### [TASK LIST]
#1 Copy the rectangle-compression thread from "I'm looking for" through "relevant work? Thanks!", inclusive, and change each occurrence of "rectangles" to "boxes".
#2 Extend the rectangle-compression thread, starting right after its final sentence.

### [TEXT SHOWN]
________________________

Ask HN: Compressing sets of rectangles... help me find an algorithm? - gruseom

I'm looking for a fast way to do the following: given a set of rectangles in the plane, return a minimal set of rectangles that covers exactly the same space.<p>By "minimal" I mean "having the fewest number of rectangles". However, it's more important that the algorithm be fast, so it's ok to approximate the smallest set if that would speed things up.<p>A variation, if that's too easy, is to introduce color: given a set of colored rectangles, return a minimal set of rectangles that covers exactly the same space, with the restriction that no rectangle can include regions that have different colors.<p>This feels like the kind of thing there must be standard work on (image compression?), so I've probably been searching in the wrong places. Do any of you guys have ideas about the problem and/or pointers about where to find relevant work? Thanks!
======
keefe
The first question I have is : am I correct to infer that the set of
rectangles must be a subset of the original rectangles? In other words, it is
not sufficient to simply generate an arbitrary set of rectangles.

Finding a minimum set of rectangles to cover a particular space can be a
tricky problem, I worked on rectangularization of dose curves in radiosurgery
and under certain (restrictive) error conditions, finding a minimum set of
rectangles to cover an x-monotone curve can actually reduce to an NP complete
problem (k-MCST). I suspect your error cases are not that restrictive.

________________________

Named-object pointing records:
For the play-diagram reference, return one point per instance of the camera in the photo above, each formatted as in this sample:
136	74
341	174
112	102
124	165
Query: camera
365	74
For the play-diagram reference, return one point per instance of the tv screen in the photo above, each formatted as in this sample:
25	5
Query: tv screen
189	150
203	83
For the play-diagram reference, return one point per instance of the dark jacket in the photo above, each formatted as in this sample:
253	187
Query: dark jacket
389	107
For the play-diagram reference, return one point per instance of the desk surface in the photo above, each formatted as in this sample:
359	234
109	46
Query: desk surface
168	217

________________________

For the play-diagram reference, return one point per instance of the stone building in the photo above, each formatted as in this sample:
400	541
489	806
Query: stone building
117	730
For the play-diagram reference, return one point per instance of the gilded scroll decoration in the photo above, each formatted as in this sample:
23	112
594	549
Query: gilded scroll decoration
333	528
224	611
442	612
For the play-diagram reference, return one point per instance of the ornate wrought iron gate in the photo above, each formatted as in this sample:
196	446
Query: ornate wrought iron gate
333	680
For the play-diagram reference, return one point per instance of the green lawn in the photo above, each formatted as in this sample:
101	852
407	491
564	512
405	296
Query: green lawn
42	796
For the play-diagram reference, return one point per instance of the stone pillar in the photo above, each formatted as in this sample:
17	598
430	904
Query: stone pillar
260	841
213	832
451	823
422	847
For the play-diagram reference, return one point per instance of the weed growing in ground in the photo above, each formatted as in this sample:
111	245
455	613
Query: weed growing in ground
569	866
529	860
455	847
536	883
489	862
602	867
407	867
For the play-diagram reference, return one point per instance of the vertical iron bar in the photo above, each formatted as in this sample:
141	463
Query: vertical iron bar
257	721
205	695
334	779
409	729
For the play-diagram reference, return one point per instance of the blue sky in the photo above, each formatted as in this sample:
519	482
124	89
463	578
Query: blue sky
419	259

________________________

### [THE RESPONSES]
#1
I'm looking for a fast way to do the following: given a set of boxes in the plane, return a minimal set of boxes that covers exactly the same space.<p>By "minimal" I mean "having the fewest number of boxes". However, it's more important that the algorithm be fast, so it's ok to approximate the smallest set if that would speed things up.<p>A variation, if that's too easy, is to introduce color: given a set of colored boxes, return a minimal set of boxes that covers exactly the same space, with the restriction that no rectangle can include regions that have different colors.<p>This feels like the kind of thing there must be standard work on (image compression?), so I've probably been searching in the wrong places. Do any of you guys have ideas about the problem and/or pointers about where to find relevant work? Thanks!

#2
Just off the top of my head, the first thing this reminds me of is the convex
hull problem as described here <http://en.wikipedia.org/wiki/Convex_hull>
where the gift wrapping algorithm is a pretty good solution. If you take each
corner point of a rectangle and each intersection point of any two sides of a
rectangle as an input to the convex hull, this will generate a set of points
on the boundary which are required for your covering. If original rectangles
are required, any rectangle with a point in the convex hull is required. This
generates a set of required rectangles, you could then remove these from your
set and repeat, maybe? Similarly rectangles incident on holes in the polygon
formed by the gift wrapping algorithm would be required. I think that's not
exactly perfectly right, but is a general approach that should work with some
tweaks.

If original rectangles are not required, compute the convex hull of corner
points and intersections and include any holes, then you have a polygon and
you need to decompose it into rectangles, that's a well known problem.

This also bears some similarity to the skyline problem
<http://acm.uva.es/p/v1/105.html> which uses a plane sweeping technique that
is very similar to the gift wrapping approach for convex hull.

I'm not really sure I understand the color restriction, that strikes me as
potentially complicating because of the similarity to graph coloring...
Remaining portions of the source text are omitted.